Supplied passage
Artificial intelligence (AI) is the future and it will have the most profound impact on product management's prized skills of developing a strategy, crafting a vision, identifying new opportunities, and setting goals.
AI is best at taking gigabytes of data, analyzing it, and giving succinct and (increasingly) insightful answers. Humans with their soft skills, essential communication methods and team management, opinionated stakeholders, and pushing teams to work harder still have the upperhand.
AI is already impacting engineering since it is starting to program itself (with Devin and Magic).
A product manager's three-part job is to shape, ship, and sustain the product. AI is least likely to impact the day-to-day work of a product manager in the sustain section of the product's lifecycle.
Tools that can aid product management in the day-to-day shaping of products include ChatGPT, Claude, Gemini, Perplexity, and ChatPRD.
AI tooling can make it easier for product managers to find signal in the noise when performing discovery tasks such as getting input from sales and CX conversations to uncover insights about customer pain points and opportunities and inform what to build.
AI can also help create a roadmap by taking a company's strategy, user research, and goals, and prioritize ideas. The human team will still brainstorm, discuss trade-offs, refine the roadmap, and get buy-in on it.
Artificial Intelligence can facilitate giving feedback on designs, prototypes, and the final product before it goes live, but we would still require human input for a long while to keep the UX simple, cohesive, and delightful.
Product managers' 'soft skills' such as empathy, communication, and creativity will become increasingly important for connecting with customers as AI tools become stronger.
Product managers' should train themselves to work more efficiently with AI today and in the future. Instead of trying to compete with AI, they should focus on cultivating soft skills and identifying what data to feed AI tools.

Tasks and exercises
- 1) In the passage on AI and product management, in which section of a product's lifecycle is AI least likely to affect a product manager's day-to-day work?
- 2) Reproduce part of the passage on AI and product management word for word. Begin at the words "A product manager's" and stop after "what to build.".
The records that come next are separate material, unrelated to the passage on AI and product management.

Recorded data
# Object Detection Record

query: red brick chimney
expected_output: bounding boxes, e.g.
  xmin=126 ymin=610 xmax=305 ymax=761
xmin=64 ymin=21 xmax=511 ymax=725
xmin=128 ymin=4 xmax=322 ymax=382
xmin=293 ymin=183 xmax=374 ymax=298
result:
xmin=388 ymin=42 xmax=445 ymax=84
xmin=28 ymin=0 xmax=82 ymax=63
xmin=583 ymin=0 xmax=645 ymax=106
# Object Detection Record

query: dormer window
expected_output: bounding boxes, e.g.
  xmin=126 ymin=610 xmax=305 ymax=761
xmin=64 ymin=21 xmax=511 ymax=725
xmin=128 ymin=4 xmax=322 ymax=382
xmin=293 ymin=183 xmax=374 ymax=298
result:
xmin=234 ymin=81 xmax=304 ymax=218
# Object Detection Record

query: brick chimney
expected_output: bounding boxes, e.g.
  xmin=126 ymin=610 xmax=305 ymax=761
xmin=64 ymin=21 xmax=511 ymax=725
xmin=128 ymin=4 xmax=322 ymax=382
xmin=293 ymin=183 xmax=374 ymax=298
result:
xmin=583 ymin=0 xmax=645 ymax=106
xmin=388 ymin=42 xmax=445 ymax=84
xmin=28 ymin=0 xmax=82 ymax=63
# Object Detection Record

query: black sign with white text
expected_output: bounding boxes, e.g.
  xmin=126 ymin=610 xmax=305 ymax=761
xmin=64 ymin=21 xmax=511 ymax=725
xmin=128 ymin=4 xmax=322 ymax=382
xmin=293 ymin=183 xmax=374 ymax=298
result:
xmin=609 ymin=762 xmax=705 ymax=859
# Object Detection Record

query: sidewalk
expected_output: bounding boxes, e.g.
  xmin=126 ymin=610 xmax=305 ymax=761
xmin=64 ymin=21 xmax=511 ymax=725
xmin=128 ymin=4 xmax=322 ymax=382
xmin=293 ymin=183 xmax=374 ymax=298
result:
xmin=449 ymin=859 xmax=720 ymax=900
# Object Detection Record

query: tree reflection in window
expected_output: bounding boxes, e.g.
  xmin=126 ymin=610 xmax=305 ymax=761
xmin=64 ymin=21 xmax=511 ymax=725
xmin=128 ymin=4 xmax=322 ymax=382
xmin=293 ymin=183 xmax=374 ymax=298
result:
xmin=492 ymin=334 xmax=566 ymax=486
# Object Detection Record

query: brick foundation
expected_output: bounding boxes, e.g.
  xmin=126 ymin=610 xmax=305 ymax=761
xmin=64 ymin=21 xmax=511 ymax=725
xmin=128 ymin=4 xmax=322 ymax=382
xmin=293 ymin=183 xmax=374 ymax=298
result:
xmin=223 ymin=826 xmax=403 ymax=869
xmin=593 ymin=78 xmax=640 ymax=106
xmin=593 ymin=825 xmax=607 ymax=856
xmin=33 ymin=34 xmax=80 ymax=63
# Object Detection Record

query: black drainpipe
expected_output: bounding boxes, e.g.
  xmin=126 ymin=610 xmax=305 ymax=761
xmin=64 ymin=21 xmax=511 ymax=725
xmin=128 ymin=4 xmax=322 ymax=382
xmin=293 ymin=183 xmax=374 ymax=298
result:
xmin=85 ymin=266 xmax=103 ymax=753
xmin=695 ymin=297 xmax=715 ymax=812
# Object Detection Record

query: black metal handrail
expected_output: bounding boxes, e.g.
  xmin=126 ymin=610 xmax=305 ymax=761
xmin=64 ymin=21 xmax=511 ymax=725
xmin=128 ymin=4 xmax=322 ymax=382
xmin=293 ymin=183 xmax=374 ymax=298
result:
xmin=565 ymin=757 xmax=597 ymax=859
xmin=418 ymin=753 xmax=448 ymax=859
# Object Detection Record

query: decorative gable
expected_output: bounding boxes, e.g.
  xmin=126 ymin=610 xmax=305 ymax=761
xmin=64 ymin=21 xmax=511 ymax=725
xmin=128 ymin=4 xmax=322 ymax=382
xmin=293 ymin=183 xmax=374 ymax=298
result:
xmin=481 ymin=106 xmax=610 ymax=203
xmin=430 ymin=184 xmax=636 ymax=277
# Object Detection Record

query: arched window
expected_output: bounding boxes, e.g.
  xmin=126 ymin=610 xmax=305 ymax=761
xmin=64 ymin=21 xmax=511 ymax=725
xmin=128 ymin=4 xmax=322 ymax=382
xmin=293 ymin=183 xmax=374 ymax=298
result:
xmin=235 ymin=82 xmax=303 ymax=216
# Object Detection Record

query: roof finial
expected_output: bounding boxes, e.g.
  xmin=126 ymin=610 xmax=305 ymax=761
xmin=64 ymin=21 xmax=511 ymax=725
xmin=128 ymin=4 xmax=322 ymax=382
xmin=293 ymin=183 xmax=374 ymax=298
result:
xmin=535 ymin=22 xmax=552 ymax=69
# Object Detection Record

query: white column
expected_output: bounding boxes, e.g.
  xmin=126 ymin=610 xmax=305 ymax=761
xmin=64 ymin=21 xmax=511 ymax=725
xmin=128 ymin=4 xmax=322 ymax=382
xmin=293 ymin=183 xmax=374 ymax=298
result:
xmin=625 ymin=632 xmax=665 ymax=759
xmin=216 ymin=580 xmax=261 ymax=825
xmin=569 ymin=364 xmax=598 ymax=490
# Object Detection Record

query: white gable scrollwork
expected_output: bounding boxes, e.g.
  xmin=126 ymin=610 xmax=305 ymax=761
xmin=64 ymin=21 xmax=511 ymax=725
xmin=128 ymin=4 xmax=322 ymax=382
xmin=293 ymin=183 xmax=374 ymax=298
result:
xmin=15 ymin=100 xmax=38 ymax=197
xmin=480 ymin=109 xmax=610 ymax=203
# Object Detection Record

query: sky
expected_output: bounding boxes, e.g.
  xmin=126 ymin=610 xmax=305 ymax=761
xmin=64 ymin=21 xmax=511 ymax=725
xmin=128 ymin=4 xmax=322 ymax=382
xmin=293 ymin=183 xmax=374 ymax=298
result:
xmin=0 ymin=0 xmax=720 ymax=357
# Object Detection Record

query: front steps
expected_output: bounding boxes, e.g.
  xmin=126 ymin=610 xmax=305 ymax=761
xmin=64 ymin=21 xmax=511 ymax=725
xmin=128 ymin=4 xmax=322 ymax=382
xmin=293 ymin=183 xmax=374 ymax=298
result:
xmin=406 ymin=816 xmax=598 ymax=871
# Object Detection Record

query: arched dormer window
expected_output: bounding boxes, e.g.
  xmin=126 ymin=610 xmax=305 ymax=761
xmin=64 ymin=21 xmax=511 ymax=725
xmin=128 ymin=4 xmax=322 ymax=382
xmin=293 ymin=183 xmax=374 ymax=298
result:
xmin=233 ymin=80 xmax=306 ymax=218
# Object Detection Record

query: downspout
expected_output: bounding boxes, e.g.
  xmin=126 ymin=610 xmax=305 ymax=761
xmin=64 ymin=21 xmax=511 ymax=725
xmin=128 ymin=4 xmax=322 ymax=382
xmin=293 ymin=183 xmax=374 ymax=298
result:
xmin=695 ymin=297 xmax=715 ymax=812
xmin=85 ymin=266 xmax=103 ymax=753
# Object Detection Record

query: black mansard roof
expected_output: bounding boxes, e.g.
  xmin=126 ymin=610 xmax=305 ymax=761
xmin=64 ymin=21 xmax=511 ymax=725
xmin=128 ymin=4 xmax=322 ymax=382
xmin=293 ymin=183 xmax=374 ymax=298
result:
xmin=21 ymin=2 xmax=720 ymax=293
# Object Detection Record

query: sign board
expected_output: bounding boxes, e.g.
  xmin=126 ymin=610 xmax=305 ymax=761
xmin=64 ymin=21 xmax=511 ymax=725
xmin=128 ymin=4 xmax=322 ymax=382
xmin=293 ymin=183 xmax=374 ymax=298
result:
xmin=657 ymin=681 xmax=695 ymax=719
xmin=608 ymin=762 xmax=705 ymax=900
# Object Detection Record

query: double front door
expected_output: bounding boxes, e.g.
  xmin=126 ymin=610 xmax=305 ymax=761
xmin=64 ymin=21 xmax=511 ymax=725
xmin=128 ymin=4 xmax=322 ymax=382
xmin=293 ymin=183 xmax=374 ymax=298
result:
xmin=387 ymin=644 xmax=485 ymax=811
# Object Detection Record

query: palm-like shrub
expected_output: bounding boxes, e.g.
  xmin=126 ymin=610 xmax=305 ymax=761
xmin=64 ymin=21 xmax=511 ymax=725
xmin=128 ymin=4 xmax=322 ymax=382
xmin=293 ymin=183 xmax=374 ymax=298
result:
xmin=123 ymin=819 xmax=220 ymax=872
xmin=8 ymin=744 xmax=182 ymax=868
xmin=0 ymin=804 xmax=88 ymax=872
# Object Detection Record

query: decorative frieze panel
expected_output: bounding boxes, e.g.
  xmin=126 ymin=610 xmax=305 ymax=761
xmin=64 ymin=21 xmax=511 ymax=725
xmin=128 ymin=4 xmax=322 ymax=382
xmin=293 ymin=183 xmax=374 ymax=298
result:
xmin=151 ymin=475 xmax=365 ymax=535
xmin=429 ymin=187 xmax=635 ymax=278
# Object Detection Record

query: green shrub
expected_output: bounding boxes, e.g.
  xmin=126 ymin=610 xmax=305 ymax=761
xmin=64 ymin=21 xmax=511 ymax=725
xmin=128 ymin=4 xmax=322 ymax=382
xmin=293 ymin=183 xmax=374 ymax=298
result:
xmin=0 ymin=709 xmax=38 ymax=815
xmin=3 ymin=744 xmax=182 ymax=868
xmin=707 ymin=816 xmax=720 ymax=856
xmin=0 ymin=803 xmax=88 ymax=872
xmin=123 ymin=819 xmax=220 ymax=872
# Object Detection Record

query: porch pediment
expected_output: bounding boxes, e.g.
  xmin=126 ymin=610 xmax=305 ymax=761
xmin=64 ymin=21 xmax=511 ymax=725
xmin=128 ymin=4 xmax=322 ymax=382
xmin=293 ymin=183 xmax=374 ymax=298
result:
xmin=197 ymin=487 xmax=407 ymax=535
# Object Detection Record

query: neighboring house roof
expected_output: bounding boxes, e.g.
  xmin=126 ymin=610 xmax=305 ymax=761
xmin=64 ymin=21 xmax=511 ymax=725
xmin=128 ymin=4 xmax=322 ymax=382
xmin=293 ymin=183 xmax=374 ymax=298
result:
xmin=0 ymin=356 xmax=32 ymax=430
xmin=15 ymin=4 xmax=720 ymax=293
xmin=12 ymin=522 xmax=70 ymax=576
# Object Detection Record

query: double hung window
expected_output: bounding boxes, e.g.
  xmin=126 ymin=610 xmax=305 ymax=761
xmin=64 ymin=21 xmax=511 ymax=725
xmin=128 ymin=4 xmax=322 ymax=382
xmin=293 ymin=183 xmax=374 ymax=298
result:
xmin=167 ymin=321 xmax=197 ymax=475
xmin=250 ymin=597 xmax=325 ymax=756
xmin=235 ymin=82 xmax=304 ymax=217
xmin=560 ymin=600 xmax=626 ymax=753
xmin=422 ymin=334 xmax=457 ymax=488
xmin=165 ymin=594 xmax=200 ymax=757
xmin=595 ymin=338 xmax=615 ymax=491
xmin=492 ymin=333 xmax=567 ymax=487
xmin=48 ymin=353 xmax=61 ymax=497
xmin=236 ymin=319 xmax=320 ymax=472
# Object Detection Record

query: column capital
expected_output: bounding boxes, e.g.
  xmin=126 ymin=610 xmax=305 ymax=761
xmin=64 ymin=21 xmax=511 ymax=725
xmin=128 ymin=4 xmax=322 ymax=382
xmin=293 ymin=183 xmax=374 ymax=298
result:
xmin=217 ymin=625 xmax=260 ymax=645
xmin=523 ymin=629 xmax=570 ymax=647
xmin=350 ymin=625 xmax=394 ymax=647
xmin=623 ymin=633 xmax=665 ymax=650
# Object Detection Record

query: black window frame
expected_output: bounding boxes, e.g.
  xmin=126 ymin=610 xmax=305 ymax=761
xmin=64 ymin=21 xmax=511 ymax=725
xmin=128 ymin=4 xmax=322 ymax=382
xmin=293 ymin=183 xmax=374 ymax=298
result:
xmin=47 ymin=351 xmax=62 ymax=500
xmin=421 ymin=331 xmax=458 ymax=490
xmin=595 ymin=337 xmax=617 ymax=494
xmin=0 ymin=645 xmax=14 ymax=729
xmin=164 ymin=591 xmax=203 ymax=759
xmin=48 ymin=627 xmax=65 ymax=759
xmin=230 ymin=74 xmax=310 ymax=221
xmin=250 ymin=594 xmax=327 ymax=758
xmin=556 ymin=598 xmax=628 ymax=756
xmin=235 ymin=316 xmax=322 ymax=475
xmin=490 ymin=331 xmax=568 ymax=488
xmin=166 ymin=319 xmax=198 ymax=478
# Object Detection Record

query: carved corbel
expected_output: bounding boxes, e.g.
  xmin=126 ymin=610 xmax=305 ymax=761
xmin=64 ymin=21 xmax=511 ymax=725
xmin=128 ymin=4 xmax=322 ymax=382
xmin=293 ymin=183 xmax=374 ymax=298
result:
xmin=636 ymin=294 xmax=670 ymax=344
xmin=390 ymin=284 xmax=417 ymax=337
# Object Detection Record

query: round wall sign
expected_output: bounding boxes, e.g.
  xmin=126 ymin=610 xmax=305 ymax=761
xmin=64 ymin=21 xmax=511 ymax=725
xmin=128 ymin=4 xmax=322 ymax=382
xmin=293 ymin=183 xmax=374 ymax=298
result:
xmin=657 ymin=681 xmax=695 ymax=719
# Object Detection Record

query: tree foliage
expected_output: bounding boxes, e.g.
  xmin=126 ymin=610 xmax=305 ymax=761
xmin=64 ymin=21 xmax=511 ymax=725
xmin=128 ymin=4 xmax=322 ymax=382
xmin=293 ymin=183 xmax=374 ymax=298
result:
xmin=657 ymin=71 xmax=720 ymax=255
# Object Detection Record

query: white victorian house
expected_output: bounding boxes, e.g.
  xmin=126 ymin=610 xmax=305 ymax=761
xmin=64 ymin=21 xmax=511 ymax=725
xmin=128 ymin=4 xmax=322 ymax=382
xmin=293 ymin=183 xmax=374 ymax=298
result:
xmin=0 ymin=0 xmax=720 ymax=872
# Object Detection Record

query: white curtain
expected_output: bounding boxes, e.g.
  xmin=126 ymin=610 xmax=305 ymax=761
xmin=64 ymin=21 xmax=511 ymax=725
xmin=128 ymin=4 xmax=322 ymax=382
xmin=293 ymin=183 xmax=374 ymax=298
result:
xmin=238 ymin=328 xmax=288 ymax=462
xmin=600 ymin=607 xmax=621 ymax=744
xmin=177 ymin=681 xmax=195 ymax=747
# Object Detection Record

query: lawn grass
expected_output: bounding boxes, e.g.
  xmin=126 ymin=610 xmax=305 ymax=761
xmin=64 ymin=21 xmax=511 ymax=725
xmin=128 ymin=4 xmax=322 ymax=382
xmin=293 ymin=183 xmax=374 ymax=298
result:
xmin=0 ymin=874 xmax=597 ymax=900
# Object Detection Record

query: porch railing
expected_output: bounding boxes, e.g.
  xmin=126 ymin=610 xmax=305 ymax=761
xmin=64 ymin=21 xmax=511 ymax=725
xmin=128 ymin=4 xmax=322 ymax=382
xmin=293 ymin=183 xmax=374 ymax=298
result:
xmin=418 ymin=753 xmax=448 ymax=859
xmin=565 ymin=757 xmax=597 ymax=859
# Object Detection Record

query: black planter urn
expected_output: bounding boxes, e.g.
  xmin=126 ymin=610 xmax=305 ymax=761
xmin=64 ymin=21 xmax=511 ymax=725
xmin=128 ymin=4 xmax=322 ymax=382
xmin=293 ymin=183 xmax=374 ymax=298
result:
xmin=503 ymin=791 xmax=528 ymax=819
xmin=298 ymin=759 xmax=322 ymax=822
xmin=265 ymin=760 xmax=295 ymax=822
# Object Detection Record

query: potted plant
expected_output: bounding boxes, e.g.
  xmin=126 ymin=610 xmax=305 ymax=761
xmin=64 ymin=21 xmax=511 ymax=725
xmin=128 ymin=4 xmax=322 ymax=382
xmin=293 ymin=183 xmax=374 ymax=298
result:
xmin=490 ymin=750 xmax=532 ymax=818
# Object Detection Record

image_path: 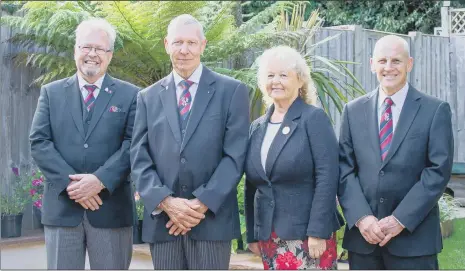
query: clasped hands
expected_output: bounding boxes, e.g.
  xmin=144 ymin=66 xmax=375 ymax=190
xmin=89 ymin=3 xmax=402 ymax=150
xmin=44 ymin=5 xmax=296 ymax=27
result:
xmin=357 ymin=215 xmax=404 ymax=247
xmin=160 ymin=196 xmax=208 ymax=236
xmin=66 ymin=174 xmax=103 ymax=211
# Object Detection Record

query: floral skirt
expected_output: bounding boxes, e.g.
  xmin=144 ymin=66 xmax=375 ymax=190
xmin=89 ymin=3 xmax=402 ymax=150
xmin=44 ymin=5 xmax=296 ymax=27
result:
xmin=259 ymin=231 xmax=337 ymax=270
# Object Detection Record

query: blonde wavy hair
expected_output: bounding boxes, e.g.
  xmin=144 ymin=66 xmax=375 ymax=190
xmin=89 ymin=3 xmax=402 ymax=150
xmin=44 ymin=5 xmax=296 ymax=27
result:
xmin=257 ymin=45 xmax=317 ymax=106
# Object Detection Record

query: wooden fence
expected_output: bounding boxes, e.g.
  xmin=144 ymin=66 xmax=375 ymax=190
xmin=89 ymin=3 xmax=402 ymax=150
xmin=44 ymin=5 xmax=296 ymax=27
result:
xmin=0 ymin=19 xmax=465 ymax=232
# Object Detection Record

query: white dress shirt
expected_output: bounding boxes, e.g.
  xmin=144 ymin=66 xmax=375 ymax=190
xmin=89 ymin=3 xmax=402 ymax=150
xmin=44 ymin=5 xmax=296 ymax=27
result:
xmin=378 ymin=83 xmax=408 ymax=135
xmin=260 ymin=122 xmax=281 ymax=172
xmin=77 ymin=73 xmax=105 ymax=100
xmin=173 ymin=63 xmax=202 ymax=109
xmin=152 ymin=63 xmax=203 ymax=215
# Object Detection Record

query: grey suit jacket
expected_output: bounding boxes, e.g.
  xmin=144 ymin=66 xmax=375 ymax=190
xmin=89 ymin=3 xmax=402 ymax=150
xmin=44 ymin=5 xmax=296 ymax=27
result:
xmin=29 ymin=75 xmax=139 ymax=228
xmin=131 ymin=67 xmax=249 ymax=243
xmin=338 ymin=85 xmax=454 ymax=256
xmin=244 ymin=98 xmax=343 ymax=243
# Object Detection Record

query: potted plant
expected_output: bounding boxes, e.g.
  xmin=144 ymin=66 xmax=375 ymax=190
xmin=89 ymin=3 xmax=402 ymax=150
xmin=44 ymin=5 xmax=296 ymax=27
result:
xmin=0 ymin=167 xmax=30 ymax=238
xmin=336 ymin=202 xmax=349 ymax=263
xmin=438 ymin=193 xmax=460 ymax=238
xmin=133 ymin=192 xmax=144 ymax=244
xmin=29 ymin=170 xmax=45 ymax=227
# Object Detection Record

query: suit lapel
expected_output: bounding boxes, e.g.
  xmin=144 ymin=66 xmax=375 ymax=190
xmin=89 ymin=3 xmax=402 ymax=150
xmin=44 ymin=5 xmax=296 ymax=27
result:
xmin=365 ymin=89 xmax=382 ymax=165
xmin=160 ymin=73 xmax=181 ymax=146
xmin=265 ymin=97 xmax=305 ymax=179
xmin=181 ymin=66 xmax=215 ymax=152
xmin=86 ymin=74 xmax=116 ymax=140
xmin=65 ymin=75 xmax=86 ymax=139
xmin=383 ymin=86 xmax=421 ymax=166
xmin=250 ymin=109 xmax=274 ymax=181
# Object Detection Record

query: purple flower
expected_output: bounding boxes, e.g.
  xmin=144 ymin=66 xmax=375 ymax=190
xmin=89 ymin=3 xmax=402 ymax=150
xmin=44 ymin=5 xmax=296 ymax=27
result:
xmin=11 ymin=167 xmax=19 ymax=176
xmin=34 ymin=199 xmax=42 ymax=208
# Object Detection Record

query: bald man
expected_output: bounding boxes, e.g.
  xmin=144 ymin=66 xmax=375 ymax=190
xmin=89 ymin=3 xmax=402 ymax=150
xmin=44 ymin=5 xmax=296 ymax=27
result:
xmin=338 ymin=35 xmax=454 ymax=269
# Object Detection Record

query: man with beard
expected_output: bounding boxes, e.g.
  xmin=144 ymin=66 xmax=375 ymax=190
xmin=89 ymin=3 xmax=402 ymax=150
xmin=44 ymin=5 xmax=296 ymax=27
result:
xmin=30 ymin=19 xmax=138 ymax=269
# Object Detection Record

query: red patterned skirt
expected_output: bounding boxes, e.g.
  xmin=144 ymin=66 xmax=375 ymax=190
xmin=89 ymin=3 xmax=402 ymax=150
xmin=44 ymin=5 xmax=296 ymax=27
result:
xmin=259 ymin=231 xmax=337 ymax=270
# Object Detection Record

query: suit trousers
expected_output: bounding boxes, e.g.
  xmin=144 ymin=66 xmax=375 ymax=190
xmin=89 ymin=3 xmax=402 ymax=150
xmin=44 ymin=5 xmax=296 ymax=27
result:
xmin=349 ymin=246 xmax=439 ymax=270
xmin=44 ymin=215 xmax=132 ymax=269
xmin=150 ymin=234 xmax=231 ymax=270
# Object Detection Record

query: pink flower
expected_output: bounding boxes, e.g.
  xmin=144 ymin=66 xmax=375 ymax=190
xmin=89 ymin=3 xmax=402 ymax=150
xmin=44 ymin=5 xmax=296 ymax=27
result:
xmin=32 ymin=179 xmax=42 ymax=186
xmin=34 ymin=199 xmax=42 ymax=208
xmin=276 ymin=251 xmax=302 ymax=270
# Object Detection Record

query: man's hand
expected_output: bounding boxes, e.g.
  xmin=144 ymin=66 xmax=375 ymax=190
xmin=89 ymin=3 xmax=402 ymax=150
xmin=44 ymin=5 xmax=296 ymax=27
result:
xmin=68 ymin=181 xmax=103 ymax=211
xmin=166 ymin=199 xmax=208 ymax=236
xmin=378 ymin=215 xmax=404 ymax=247
xmin=357 ymin=215 xmax=385 ymax=245
xmin=66 ymin=174 xmax=103 ymax=202
xmin=76 ymin=195 xmax=103 ymax=211
xmin=187 ymin=198 xmax=208 ymax=216
xmin=247 ymin=242 xmax=261 ymax=256
xmin=160 ymin=196 xmax=205 ymax=235
xmin=308 ymin=236 xmax=326 ymax=259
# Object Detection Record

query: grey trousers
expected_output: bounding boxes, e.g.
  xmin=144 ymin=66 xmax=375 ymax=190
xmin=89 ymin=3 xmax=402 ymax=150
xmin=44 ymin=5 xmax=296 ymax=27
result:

Answers for the exercise
- 1) The sustain section.

- 2)
A product manager's three-part job is to shape, ship, and sustain the product. AI is least likely to impact the day-to-day work of a product manager in the sustain section of the product's lifecycle.
Tools that can aid product management in the day-to-day shaping of products include ChatGPT, Claude, Gemini, Perplexity, and ChatPRD.
AI tooling can make it easier for product managers to find signal in the noise when performing discovery tasks such as getting input from sales and CX conversations to uncover insights about customer pain points and opportunities and inform what to build.